TASK TO CARRY OUT
Reproduce every one of the following items word for word, keeping each line as it stands.
* Begin PROVIDED DATA *
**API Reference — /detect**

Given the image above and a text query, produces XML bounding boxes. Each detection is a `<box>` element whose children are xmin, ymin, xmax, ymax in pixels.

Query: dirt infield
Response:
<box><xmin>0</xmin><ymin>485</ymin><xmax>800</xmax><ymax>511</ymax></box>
* End PROVIDED DATA *
TASK ANSWER
**API Reference — /detect**

Given the image above and a text query, produces XML bounding boxes. Each detection is a `<box>` element whose children are xmin, ymin, xmax, ymax in pixels.

Query: dirt infield
Response:
<box><xmin>0</xmin><ymin>485</ymin><xmax>800</xmax><ymax>511</ymax></box>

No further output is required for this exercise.